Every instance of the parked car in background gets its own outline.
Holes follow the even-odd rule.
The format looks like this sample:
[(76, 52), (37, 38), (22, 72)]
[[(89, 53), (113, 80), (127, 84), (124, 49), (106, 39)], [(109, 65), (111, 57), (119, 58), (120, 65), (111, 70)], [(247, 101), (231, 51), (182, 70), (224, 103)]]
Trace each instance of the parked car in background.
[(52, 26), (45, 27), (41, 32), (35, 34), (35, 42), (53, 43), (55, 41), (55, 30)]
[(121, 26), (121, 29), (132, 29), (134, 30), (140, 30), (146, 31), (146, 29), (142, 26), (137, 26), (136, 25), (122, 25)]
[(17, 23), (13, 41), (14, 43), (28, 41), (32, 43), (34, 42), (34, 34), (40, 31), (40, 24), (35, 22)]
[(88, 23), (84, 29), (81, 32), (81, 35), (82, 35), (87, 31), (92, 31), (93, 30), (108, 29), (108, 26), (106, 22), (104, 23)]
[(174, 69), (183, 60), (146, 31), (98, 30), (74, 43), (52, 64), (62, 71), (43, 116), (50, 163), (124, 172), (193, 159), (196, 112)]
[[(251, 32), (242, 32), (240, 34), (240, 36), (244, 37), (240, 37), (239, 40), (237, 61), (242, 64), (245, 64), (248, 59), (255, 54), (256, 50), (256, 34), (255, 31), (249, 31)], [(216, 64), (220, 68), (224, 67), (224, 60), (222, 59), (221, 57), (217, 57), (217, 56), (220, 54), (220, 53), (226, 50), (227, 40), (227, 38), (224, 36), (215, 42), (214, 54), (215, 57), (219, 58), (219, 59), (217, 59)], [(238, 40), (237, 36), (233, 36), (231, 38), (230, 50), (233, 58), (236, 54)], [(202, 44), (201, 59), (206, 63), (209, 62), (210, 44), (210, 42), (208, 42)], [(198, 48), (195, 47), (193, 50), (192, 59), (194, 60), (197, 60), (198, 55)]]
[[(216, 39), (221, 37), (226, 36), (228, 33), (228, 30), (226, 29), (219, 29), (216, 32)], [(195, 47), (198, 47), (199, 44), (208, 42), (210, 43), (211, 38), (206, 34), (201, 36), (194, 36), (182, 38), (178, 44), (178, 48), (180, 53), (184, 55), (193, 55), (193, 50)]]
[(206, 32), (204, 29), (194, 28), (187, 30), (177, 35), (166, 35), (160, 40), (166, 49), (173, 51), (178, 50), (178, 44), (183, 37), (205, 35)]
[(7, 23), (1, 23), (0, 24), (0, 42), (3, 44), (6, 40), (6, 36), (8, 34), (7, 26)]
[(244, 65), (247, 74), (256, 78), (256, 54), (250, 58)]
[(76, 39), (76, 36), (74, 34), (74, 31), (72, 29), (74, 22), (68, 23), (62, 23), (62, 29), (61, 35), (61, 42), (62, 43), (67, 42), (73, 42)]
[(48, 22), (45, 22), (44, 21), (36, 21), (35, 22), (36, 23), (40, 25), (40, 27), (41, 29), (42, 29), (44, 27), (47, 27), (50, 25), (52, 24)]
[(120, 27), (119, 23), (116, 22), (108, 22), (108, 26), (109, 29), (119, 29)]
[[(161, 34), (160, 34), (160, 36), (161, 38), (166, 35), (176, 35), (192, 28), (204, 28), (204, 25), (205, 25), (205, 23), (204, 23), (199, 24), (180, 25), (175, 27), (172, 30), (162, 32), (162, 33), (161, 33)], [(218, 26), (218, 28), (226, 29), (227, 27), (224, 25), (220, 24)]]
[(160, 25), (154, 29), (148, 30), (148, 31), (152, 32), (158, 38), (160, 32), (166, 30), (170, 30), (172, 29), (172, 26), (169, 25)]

The problem: Change every occurrence of "parked car" to "parked vehicle" in the rows from the first row up to and including the row containing "159), (196, 112)]", and reproduce those rows with no other alterations.

Solution for this task:
Every instance of the parked vehicle in background gets its own outline.
Holes follow the even-odd rule.
The format looks like this sample:
[(76, 52), (37, 38), (22, 72)]
[[(89, 53), (113, 80), (127, 84), (124, 49), (106, 39)], [(109, 65), (111, 57), (119, 58), (120, 65), (111, 70)], [(247, 101), (231, 51), (182, 70), (224, 103)]]
Trace each instance of the parked vehicle in background.
[(52, 26), (45, 27), (41, 32), (35, 34), (35, 42), (53, 43), (55, 41), (55, 30)]
[(121, 26), (121, 29), (132, 29), (134, 30), (140, 30), (146, 31), (146, 29), (142, 26), (137, 26), (136, 25), (122, 25)]
[(17, 23), (13, 41), (14, 43), (28, 41), (32, 43), (34, 42), (34, 34), (40, 31), (40, 24), (35, 22)]
[(88, 23), (84, 29), (81, 32), (81, 35), (82, 35), (87, 31), (92, 31), (93, 30), (108, 29), (108, 26), (106, 22), (104, 23)]
[(174, 69), (183, 60), (146, 31), (98, 30), (74, 43), (52, 64), (62, 71), (43, 116), (50, 163), (124, 172), (193, 159), (196, 112)]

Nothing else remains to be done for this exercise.